# Start of TEXT TO READ

Chapter 5 Quiz: Who Came to the Mountains? Migration into Appalachia

1. The Great Wagon Road ran approximately 735 miles from Philadelphia to:

  • A) The Ohio River Valley
  • B) The Carolina Piedmont and foothills
  • C) The coast of Georgia
  • D) New Orleans

2. The term "Scotch-Irish" refers to:

  • A) People of mixed Scottish and Irish ancestry
  • B) Descendants of Scottish Lowlanders who had been settled in the Irish province of Ulster
  • C) Irish Catholics who emigrated to Scotland before coming to America
  • D) Highland Scots who briefly lived in Ireland before emigrating

3. The primary "push factor" driving Scotch-Irish emigration from Ulster in the early eighteenth century was:

  • A) Famine caused by potato blight
  • B) Economic distress including rack-renting, crop failures, and religious discrimination under the Test Act
  • C) Military conscription into the British Army
  • D) Fear of Catholic invasion from France

4. Which ethnic group was most heavily concentrated in the Shenandoah Valley during the colonial settlement period?

  • A) Scotch-Irish Presbyterians
  • B) English Anglicans
  • C) German-speaking settlers from the Palatinate and other Germanic regions
  • D) Welsh Baptists

5. The Great Wagon Road followed an ancient route known as:

  • A) The Natchez Trace
  • B) The Great Warriors' Path, used by Indigenous nations for centuries
  • C) The Appalachian Trail
  • D) The King's Highway, built by the British Army

6. "Chain migration" refers to the process by which:

  • A) Enslaved people were transported in chains along migration routes
  • B) Early settlers sent information back to their communities of origin, encouraging friends and family to follow
  • C) Military forts were built in a chain across the frontier
  • D) Land was surveyed and sold in a sequential chain from east to west

7. The "Celtic thesis," as advanced by Grady McWhiney and David Hackett Fischer, argues that:

  • A) Appalachian culture was primarily shaped by the mountain environment
  • B) Appalachian culture was essentially transplanted from the Celtic fringe of the British Isles and persisted largely unchanged
  • C) Appalachian settlers rejected their British cultural heritage and created an entirely new culture
  • D) German settlers had a greater cultural influence on Appalachia than the Scotch-Irish

8. Which of the following is NOT a major criticism of the Celtic thesis discussed in the chapter?

# End of TEXT TO READ
# Start of DATA EXCERPT

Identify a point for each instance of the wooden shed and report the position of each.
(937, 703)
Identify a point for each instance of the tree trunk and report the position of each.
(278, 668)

# End of DATA EXCERPT

### PROBLEMS AND TASKS
1. For the Appalachian migration quiz, say whether each statement agrees with it, answering yes or no and quoting the deciding words: (a) The Great Wagon Road is described as running about 735 miles. (b) The quiz credits the Celtic thesis to Grady McWhiney and David Hackett Fischer. (c) The quiz says the Great Wagon Road began in Baltimore.
2. Pick up the Appalachian migration quiz after its last line and continue it.
The listing has no connection to the Appalachian migration quiz.

### TASK-BY-TASK ANSWERS
1.
(a) Yes: "ran approximately 735 miles from Philadelphia to"
(b) Yes: "as advanced by Grady McWhiney and David Hackett Fischer"
(c) No: "from Philadelphia to"

2.
  • A) It overstates cultural continuity across oceans and centuries
  • B) It erases the contributions of German, English, and African American settlers
  • C) It has uncomfortable political implications, treating culture as inherited rather than produced by circumstances
  • D) It ignores the role of religion in shaping backcountry culture

9. A "tomahawk claim" on the Appalachian frontier was:

  • A) A land grant earned through military service against Indigenous nations
  • B) An informal claim made by blazing a mark on a tree to indicate intended occupation
  • C) A treaty provision allowing settlers to claim land beyond the Proclamation Line
  • D) A legal instrument filed with the colonial land office

10. Daniel Boone's primary role in the settlement of Kentucky was as:

  • A) A military commander who defeated Indigenous resistance
  • B) A solitary wilderness philosopher seeking communion with nature
  • C) An agent of the Transylvania Company, a land speculation venture, who scouted and cut the Wilderness Road
  • D) A government surveyor working for the Virginia colonial administration

11. According to the 1790 census, enslaved people were present in:

  • A) No Appalachian counties
  • B) Only the largest towns in the Shenandoah Valley
  • C) Every Appalachian county where data was collected
  • D) Only counties bordering the plantation regions of the Tidewater

12. The chapter argues that the English contribution to Appalachian settlement has been overlooked primarily because:

  • A) English settlers arrived later than other groups
  • B) English settlers were the colonial default — unmarked and unremarkable because they were ordinary
  • C) English settlers were concentrated in urban areas, not rural mountains
  • D) English records were destroyed during the American Revolution

13. The Moravian Church's significance for Appalachian history lies partly in:

  • A) Their role in organizing labor unions
  • B) Their meticulous record-keeping, which provides some of the richest primary sources for the colonial period
  • C) Their military alliances with Indigenous nations
  • D) Their invention of the bank barn

14. Land speculation in colonial Appalachia established a pattern that the chapter identifies as recurring throughout the region's history. That pattern is:

  • A) Democratic land distribution that ensured every family had equal acreage
  • B) Absentee ownership — where the people who lived on the land were not the people who owned it
  • C) Communal land ownership modeled on Indigenous practices
  • D) Government-controlled land banks that prevented private ownership

15. The chapter describes the Appalachian frontier as "multiethnic from the first day." Which of the following best supports this claim?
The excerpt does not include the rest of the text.